> [WHAT IS NEEDED]: Write the listing out again in full. Every character must match.

--- ENTRIES SHOWN Enclosed Below ---

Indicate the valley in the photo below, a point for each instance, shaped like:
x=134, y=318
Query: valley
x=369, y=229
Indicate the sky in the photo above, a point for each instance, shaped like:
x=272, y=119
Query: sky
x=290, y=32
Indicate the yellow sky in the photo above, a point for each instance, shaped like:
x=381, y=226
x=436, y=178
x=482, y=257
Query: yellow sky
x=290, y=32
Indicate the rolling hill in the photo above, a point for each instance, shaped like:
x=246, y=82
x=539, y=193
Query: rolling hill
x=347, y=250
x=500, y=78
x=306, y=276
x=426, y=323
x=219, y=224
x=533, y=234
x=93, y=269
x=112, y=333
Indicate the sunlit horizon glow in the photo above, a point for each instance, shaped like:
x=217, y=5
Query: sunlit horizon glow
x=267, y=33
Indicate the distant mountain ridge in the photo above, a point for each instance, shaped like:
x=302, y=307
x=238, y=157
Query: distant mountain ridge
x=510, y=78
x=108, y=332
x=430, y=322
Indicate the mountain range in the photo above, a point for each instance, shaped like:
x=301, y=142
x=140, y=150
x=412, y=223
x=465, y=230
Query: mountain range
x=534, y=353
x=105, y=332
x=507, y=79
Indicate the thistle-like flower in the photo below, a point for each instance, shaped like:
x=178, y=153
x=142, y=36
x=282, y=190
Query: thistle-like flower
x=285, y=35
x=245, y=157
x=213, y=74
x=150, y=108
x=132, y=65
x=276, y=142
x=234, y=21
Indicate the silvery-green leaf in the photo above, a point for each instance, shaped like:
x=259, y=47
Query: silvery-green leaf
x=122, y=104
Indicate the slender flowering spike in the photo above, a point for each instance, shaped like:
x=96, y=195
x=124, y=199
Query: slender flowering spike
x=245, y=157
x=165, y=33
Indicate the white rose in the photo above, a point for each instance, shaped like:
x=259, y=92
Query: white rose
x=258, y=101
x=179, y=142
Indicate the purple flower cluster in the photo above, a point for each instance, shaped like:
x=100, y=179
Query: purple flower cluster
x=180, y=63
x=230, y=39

--- End of Enclosed ENTRIES SHOWN ---

> [RESPONSE TO THE TASK]:
Indicate the valley in the photo below, a point for each instance, shaped like:
x=134, y=318
Query: valley
x=369, y=229
Indicate the sky in the photo above, a point for each instance, shaped like:
x=272, y=119
Query: sky
x=290, y=32
Indicate the yellow sky in the photo above, a point for each instance, shaped like:
x=381, y=226
x=436, y=178
x=482, y=257
Query: yellow sky
x=290, y=32
Indicate the rolling hill in the photo above, a point for each instance, shaped like:
x=246, y=82
x=539, y=193
Query: rolling hill
x=347, y=250
x=500, y=78
x=306, y=276
x=426, y=323
x=219, y=224
x=533, y=234
x=93, y=269
x=112, y=333
Indicate the sunlit horizon glow in the photo above, a point for each instance, shaped like:
x=217, y=5
Query: sunlit horizon glow
x=267, y=33
Indicate the distant mountain ridge in the photo above, a point for each instance, shaped like:
x=302, y=307
x=238, y=157
Query: distant mountain ridge
x=510, y=78
x=108, y=332
x=430, y=322
Indicate the mountain range in the photo above, a point for each instance, shaped like:
x=301, y=142
x=140, y=150
x=412, y=223
x=465, y=230
Query: mountain range
x=534, y=353
x=105, y=332
x=507, y=79
Indicate the thistle-like flower in the photo below, a point for each instance, shaped like:
x=178, y=153
x=142, y=36
x=282, y=190
Query: thistle-like flower
x=285, y=35
x=245, y=157
x=213, y=74
x=150, y=108
x=132, y=65
x=276, y=142
x=234, y=21
Indicate the silvery-green leaf in the photo above, a point for each instance, shaped like:
x=259, y=47
Query: silvery-green leaf
x=122, y=104
Indicate the slender flowering spike in the photo above, a point for each instance, shaped like:
x=96, y=195
x=124, y=199
Query: slender flowering spike
x=245, y=157
x=165, y=33
Indicate the white rose in the photo above, a point for each instance, shaped like:
x=259, y=92
Query: white rose
x=258, y=101
x=179, y=142
Indicate the purple flower cluster in the photo above, a point for each instance, shaped like:
x=100, y=179
Query: purple flower cluster
x=180, y=63
x=230, y=39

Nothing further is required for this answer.